Problem A
In the court passage, under which rule does the defendant move to dismiss for failure to state a claim?

====== Passage ======

Pro se Plaintiffs Margaret and Michael Noel bring this action against Defendant The Bank of New York Mellon f/k/a The Bank of New York as Trustee for the Certificate Holders of the CWABS, Inc., Asset-Backed Certificates, Series 2006-14 ("BNYM") and fictitious individuals. Plaintiffs seek declaratory judgment and damages resulting from a 2016 state court foreclosure judgment on their property. ECF No. 1. BNYM moves to dismiss for lack of subject-matter jurisdiction under Federal Rule of Civil Procedure 12(b)(1) and for failure to state a claim under Rule 12(b)(6). ECF No. 7. The motion was decided on the papers without oral argument. L. Civ. R. 78.1(b). For the following reasons, Defendant's motion to dismiss is granted.

======

Problem B
Quote the rows word for word, starting with the line that contains "Target: person in dark trousers" and continuing through the final line of the rows. Leave the pictures out.

====== Record list ======

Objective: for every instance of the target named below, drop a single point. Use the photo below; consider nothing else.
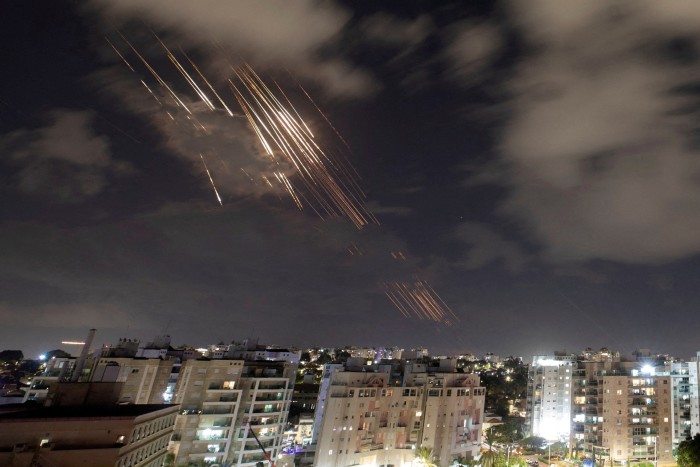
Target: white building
(549, 396)
(363, 420)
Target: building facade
(364, 420)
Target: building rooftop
(25, 412)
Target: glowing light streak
(119, 54)
(419, 299)
(211, 180)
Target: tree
(58, 353)
(425, 457)
(324, 358)
(488, 458)
(689, 452)
(533, 443)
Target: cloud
(599, 143)
(237, 266)
(65, 159)
(486, 246)
(390, 30)
(471, 48)
(279, 34)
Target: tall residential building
(365, 420)
(98, 436)
(623, 410)
(145, 380)
(549, 401)
(694, 394)
(225, 405)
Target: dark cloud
(485, 246)
(601, 159)
(65, 159)
(264, 33)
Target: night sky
(536, 162)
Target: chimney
(83, 355)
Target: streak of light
(206, 81)
(283, 132)
(211, 180)
(325, 118)
(157, 77)
(119, 54)
(354, 250)
(186, 75)
(151, 92)
(398, 255)
(317, 180)
(418, 299)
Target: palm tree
(488, 458)
(425, 457)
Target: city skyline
(533, 171)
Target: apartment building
(145, 380)
(225, 405)
(623, 409)
(98, 436)
(365, 420)
(549, 404)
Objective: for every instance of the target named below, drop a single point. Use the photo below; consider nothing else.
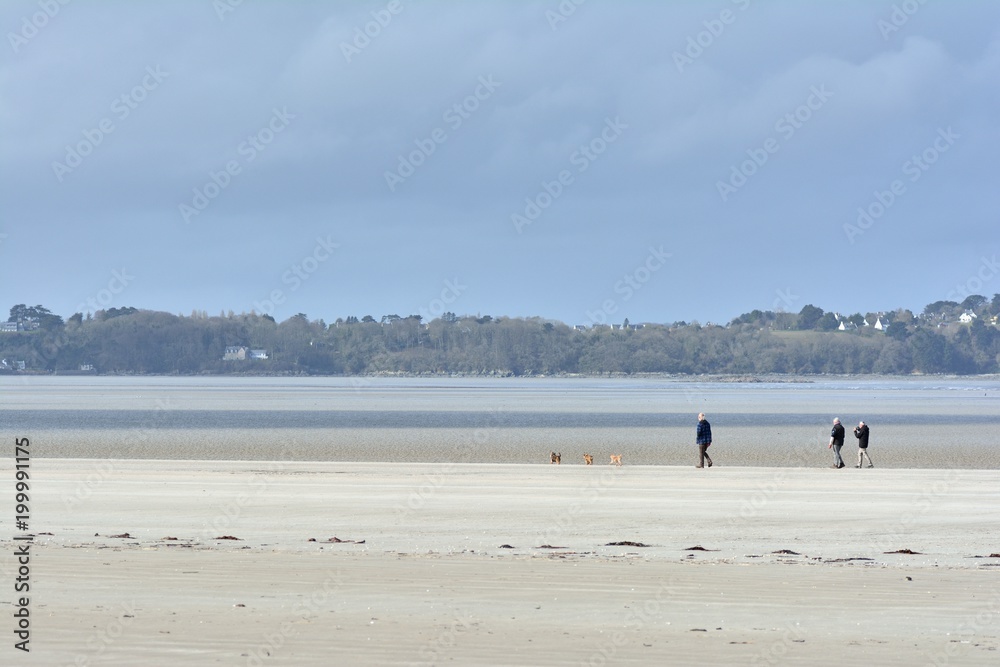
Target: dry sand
(421, 575)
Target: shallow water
(936, 422)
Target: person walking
(836, 442)
(703, 438)
(861, 433)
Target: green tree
(809, 317)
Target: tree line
(131, 340)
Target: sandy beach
(506, 564)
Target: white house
(235, 353)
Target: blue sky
(655, 161)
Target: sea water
(915, 422)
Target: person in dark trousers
(836, 442)
(861, 433)
(703, 438)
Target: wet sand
(791, 567)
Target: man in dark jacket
(703, 438)
(836, 442)
(861, 433)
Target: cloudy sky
(655, 161)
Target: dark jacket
(704, 433)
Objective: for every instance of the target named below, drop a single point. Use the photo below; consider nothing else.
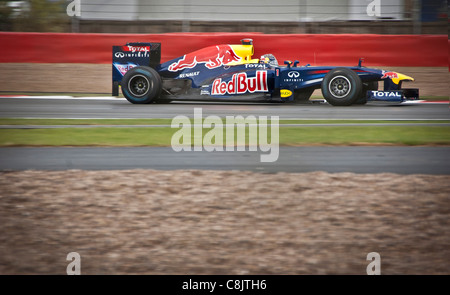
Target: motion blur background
(274, 17)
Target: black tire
(372, 85)
(341, 87)
(141, 85)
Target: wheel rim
(139, 85)
(339, 86)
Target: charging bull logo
(390, 75)
(241, 83)
(212, 57)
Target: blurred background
(272, 17)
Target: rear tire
(341, 87)
(141, 85)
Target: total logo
(386, 93)
(123, 68)
(240, 84)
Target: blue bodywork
(260, 80)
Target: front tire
(141, 85)
(341, 87)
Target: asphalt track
(48, 107)
(402, 160)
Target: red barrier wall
(343, 49)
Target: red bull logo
(212, 57)
(130, 48)
(240, 84)
(123, 68)
(390, 75)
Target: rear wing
(131, 55)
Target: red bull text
(240, 83)
(212, 57)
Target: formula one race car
(229, 73)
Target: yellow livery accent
(245, 52)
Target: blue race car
(229, 73)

======

Exercise output A
Rule 12(b)(6) of the Federal Rules of Civil Procedure.

Exercise output B
Target: person in dark trousers
(836, 442)
(861, 433)
(703, 438)
Target: wet sand
(791, 567)
Target: man in dark jacket
(703, 438)
(836, 442)
(861, 433)
Target: cloudy sky
(655, 161)
Target: dark jacket
(704, 433)
Objective: for every instance of the target named below, drop a single point. Use the photo below; consider nothing else.
Target: motion blur background
(274, 17)
Target: black tire
(372, 85)
(341, 87)
(141, 85)
Target: wheel rim
(139, 85)
(339, 86)
Target: charging bull logo
(390, 75)
(241, 83)
(212, 57)
Target: blurred background
(272, 17)
Target: rear tire
(341, 87)
(141, 85)
Target: total logo
(386, 93)
(123, 68)
(240, 84)
Target: blue bodywork
(260, 80)
Target: front tire
(141, 85)
(341, 87)
Target: asphalt track
(48, 107)
(402, 160)
Target: red barrier wall
(343, 49)
Target: red bull logo
(212, 57)
(130, 48)
(240, 84)
(123, 68)
(390, 75)
Target: rear wing
(131, 55)
Target: red bull text
(240, 83)
(212, 57)
Target: formula one race car
(229, 73)
Target: yellow livery accent
(245, 52)
Target: blue race car
(229, 73)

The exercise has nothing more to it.